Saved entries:
----

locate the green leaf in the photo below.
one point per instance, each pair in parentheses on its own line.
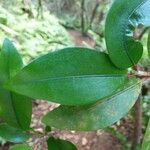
(123,18)
(12,134)
(15,109)
(146,141)
(148,44)
(20,147)
(58,144)
(98,115)
(71,76)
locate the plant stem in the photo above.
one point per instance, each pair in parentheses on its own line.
(137,123)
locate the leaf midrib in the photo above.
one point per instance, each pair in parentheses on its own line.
(77,77)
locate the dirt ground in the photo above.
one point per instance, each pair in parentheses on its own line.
(97,140)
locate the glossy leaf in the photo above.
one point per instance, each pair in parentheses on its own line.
(15,109)
(12,134)
(98,115)
(72,76)
(148,44)
(20,147)
(58,144)
(123,18)
(146,141)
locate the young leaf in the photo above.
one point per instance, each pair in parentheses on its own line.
(12,134)
(15,109)
(146,142)
(20,147)
(72,76)
(98,115)
(58,144)
(123,17)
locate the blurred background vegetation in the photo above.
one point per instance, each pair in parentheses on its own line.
(39,26)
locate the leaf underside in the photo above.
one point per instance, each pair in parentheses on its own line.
(98,115)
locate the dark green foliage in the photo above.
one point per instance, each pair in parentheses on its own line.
(58,144)
(93,87)
(123,50)
(71,76)
(20,147)
(146,142)
(14,109)
(97,115)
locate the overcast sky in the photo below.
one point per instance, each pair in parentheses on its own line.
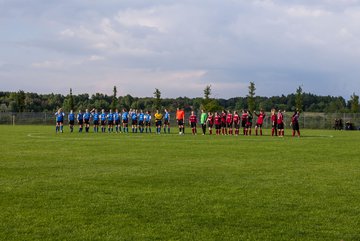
(180,46)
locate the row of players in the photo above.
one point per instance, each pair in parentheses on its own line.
(226,123)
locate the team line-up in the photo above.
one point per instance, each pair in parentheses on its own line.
(225,123)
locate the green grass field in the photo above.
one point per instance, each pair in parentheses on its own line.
(170,187)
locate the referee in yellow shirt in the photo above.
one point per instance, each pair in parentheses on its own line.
(158,121)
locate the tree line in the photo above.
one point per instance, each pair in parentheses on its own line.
(21,101)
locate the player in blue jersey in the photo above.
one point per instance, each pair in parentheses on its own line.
(147,119)
(141,118)
(117,121)
(87,116)
(80,119)
(71,119)
(95,116)
(103,121)
(59,121)
(133,115)
(110,118)
(167,121)
(125,121)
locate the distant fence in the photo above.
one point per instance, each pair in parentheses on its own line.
(307,120)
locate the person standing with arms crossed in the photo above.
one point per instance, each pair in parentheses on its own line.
(180,118)
(295,123)
(192,122)
(203,119)
(167,121)
(158,119)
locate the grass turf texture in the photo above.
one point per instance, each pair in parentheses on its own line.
(170,187)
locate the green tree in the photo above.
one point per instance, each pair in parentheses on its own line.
(69,102)
(208,103)
(299,99)
(251,97)
(354,103)
(114,99)
(157,96)
(20,100)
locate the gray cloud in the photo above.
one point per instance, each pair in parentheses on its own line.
(159,44)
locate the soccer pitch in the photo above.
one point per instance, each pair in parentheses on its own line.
(75,186)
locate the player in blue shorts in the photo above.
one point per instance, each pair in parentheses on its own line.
(96,117)
(80,119)
(59,121)
(110,118)
(133,115)
(117,121)
(141,118)
(87,116)
(103,121)
(71,119)
(125,121)
(147,119)
(167,121)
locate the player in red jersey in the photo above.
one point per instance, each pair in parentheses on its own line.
(295,123)
(260,121)
(217,121)
(192,122)
(210,122)
(236,120)
(229,123)
(244,119)
(273,122)
(223,122)
(249,123)
(280,123)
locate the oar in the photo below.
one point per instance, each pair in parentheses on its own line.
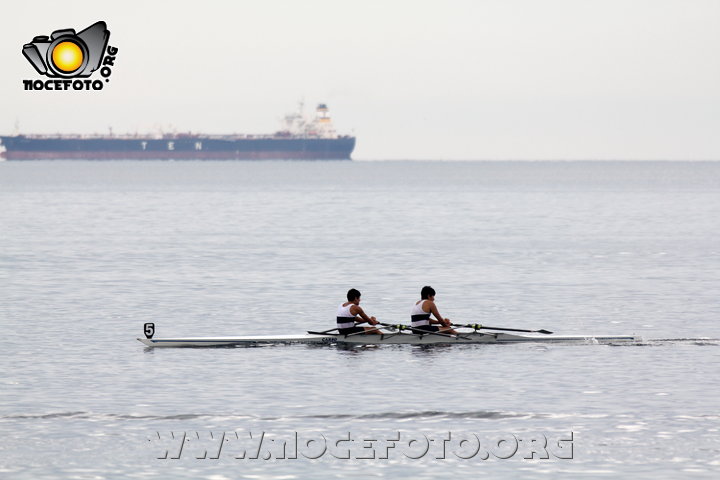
(477,326)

----

> **TASK DIRECTIONS**: Which lines of the data contain the string "grass"? Copy each one.

> **RESPONSE TO THIS EXERCISE**:
locate the green grass field in the photo above.
locate the grass turf texture in the photo above.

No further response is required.